Task details: Reproduce verbatim the lines of the items below, beginning with the line that contains "Indicate every instance of the sea" and continuing through the end of the items. Leave out the pictures.

(Object location annotation data)
::::

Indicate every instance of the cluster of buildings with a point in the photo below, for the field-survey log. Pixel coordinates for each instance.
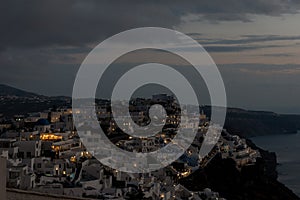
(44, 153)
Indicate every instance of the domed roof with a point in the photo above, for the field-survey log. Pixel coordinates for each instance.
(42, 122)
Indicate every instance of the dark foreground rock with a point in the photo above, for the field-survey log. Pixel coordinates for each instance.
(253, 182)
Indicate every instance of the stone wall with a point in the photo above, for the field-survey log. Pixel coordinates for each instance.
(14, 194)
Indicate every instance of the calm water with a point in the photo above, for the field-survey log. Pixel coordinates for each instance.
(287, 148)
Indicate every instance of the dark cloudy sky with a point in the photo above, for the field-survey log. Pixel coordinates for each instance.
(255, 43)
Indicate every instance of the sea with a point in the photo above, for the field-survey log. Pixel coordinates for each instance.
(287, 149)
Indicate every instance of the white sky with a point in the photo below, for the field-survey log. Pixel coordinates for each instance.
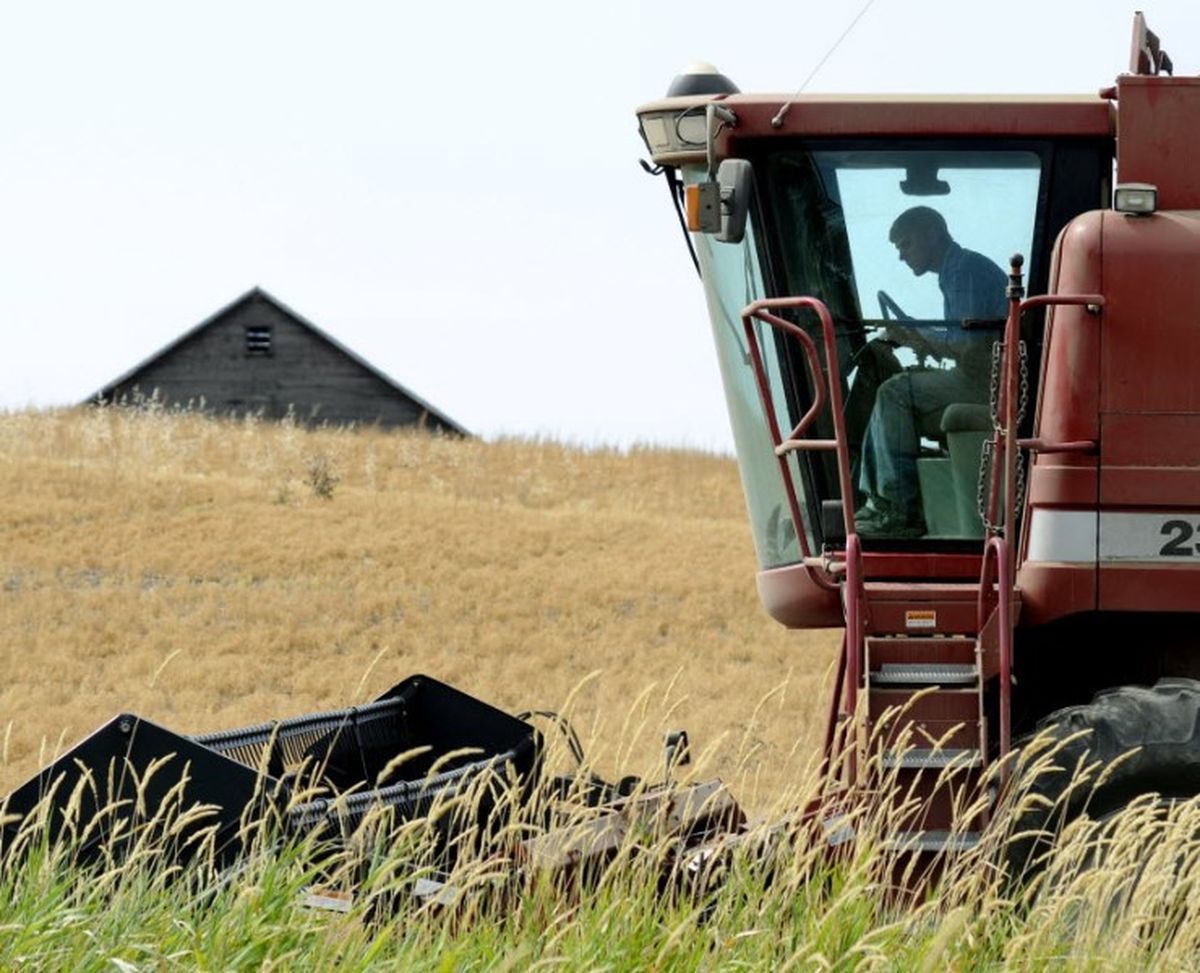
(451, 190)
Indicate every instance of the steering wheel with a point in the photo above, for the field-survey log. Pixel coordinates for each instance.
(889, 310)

::::

Correct response:
Indicate every instance of the sea with a point in the photo above, for the field-survey log. Pixel coordinates for each instance.
(287, 149)
Indicate every instance of the white sky with a point in the photo below, for the field-survey log. Pixel coordinates for each instance.
(451, 190)
Indicate every instance of the steering wheel with a point in the photo above, for the field-survey log. Pixel coordinates for each instance.
(889, 310)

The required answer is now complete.